> To be done:
Transcribe, word for word, the passage of the piece on investment in central and eastern Europe from "Wealthier clientele" to "and Romanian clients.".

Among those targeted flows, technology and infrastructure are emerging as clear winners. Microsoft, Google and Amazon Web Services are expanding data centres and cloud capacity across Poland, the Czech Republic and Romania, while Chinese companies are investing heavily in electric vehicles and batteries, notably BYD’s €501m industrial park and CATL’s €7.3bn battery gigafactory in Hungary.
Poland is also pushing forward with nuclear energy projects, including small modular reactors, to strengthen energy security. Defence and security industries are likewise benefiting from the geopolitical climate. Poland has prioritised defence as a key sector for development, creating sustained demand for manufacturing and logistics capacity.
The region has also produced notable success stories, says Mr Monchau. Estonia’s ride-hailing firm Bolt, valued at $8bn, has become a symbol of the region’s innovation potential. Poland’s Shoper S.A., a software-as-a-service ecommerce platform, grew its revenues at a compound annual rate of 45 per cent between 2018 and 2024, while Romania and Ukraine continue to foster technology and telecom champions, such as Datagroup, Volia and Lifecell.
Stockmarkets across eastern Europe have outperformed their western counterparts over the long term, though with higher volatility, says Mr Monchau. The Czech PX Index is up 175 per cent over five years, Hungary’s BUX Index 195 per cent, and Romania’s BET Index 141 per cent, reflecting rapid economic convergence and EU integration gains.
Wealthier clientele
Private banks are also adapting their models to serve a wealthier, more international client base. Zdenek Nemec, head of private bank eastern Europe at Deutsche Bank, says diversification is now a “natural step” for CEE clients expanding internationally.
“Their banking and investment needs are broad: lending for business and personal use, tactical investments, capital markets access, and co-investments with peers,” he explains. “They’re looking for support across geographies, not just in their home markets.”
Deutsche Bank’s ‘Global Hausbank’ model, Mr Nemec adds, allows clients to access its corporate and investment banking capabilities across borders. The bank has also strengthened regional coverage, having established a wealth hub in Vienna and recently strengthened it by adding relationship managers for Polish and Romanian clients.
“Our relationship and investment managers know the region, the language and the people and this is well appreciated by our clients,” says Mr Nemec.
Security is also a key consideration for CEE clients, says Gerold Reiser, head of private banking for central and eastern Europe at Rothschild & Co Wealth Management in Switzerland.
“Because clients are primarily looking for security, they usually invest their money very conservatively and cautiously,” he explains. “Many entrepreneurial families founded their companies in the 1990s and are now faced with succession issues.”
This requires structuring family assets for the long term. Clients from some CEE countries are also increasingly interested in investing in private markets, reflected by their own experience as entrepreneurs, believes Mr Reiser.
While capital flows remain fragile and fiscal strains persistent, the CEE region’s long-term fundamentals, EU integration, human capital and strategic positioning in energy and technology, continue to underpin its appeal. A sentiment Mr Antonucci of Quintet echoes. “For those willing to do the homework, the region can offer attractive risk-adjusted returns.”

> Dataset extract:

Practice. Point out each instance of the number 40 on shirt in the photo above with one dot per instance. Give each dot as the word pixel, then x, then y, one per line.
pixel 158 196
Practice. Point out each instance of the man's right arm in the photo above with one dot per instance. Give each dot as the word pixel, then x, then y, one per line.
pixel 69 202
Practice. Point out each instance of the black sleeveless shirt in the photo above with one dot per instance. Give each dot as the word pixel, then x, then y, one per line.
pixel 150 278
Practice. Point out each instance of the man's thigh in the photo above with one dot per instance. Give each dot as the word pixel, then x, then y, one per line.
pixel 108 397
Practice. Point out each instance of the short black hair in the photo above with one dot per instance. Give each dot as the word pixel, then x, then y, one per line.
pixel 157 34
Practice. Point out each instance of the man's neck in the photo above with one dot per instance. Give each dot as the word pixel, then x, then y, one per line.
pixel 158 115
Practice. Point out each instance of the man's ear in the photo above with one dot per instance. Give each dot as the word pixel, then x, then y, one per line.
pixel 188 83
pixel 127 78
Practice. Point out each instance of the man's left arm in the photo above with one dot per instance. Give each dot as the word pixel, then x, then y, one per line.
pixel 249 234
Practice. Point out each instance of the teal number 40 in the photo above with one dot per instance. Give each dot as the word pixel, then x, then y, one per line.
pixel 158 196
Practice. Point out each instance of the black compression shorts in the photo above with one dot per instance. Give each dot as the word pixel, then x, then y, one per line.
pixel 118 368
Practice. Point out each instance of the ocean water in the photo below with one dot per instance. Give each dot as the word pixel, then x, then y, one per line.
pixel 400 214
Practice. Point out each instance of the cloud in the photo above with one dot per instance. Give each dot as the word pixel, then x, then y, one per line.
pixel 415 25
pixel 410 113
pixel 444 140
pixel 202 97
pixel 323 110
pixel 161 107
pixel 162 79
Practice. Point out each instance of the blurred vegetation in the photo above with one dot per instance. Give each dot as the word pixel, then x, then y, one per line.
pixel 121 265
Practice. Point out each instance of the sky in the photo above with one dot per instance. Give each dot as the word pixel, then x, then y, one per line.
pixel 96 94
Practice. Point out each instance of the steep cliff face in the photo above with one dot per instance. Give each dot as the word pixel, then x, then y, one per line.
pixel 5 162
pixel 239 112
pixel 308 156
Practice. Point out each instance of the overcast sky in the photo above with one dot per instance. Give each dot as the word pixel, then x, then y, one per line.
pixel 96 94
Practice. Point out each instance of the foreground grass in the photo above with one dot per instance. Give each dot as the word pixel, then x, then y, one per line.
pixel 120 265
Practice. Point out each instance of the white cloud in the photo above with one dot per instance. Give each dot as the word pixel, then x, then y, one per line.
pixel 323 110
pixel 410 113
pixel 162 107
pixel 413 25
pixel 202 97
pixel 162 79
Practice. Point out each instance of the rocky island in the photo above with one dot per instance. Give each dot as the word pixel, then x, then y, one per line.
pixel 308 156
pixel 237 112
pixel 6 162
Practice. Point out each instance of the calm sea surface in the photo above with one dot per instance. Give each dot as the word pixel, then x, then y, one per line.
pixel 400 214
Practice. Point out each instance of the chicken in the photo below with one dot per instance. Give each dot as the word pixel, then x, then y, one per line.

> Output for this exercise:
Wealthier clientele
Private banks are also adapting their models to serve a wealthier, more international client base. Zdenek Nemec, head of private bank eastern Europe at Deutsche Bank, says diversification is now a “natural step” for CEE clients expanding internationally.
“Their banking and investment needs are broad: lending for business and personal use, tactical investments, capital markets access, and co-investments with peers,” he explains. “They’re looking for support across geographies, not just in their home markets.”
Deutsche Bank’s ‘Global Hausbank’ model, Mr Nemec adds, allows clients to access its corporate and investment banking capabilities across borders. The bank has also strengthened regional coverage, having established a wealth hub in Vienna and recently strengthened it by adding relationship managers for Polish and Romanian clients.